What you need to do: Exactly as shown, give the full listing again.

----

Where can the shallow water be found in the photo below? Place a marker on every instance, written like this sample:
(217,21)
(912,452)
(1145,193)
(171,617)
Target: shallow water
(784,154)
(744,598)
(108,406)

----

Result for this task:
Where can the shallow water be found in the photo below? Place a marker on every instance, written like this sample:
(217,21)
(912,452)
(1145,193)
(171,617)
Target: shallow water
(784,154)
(744,598)
(108,406)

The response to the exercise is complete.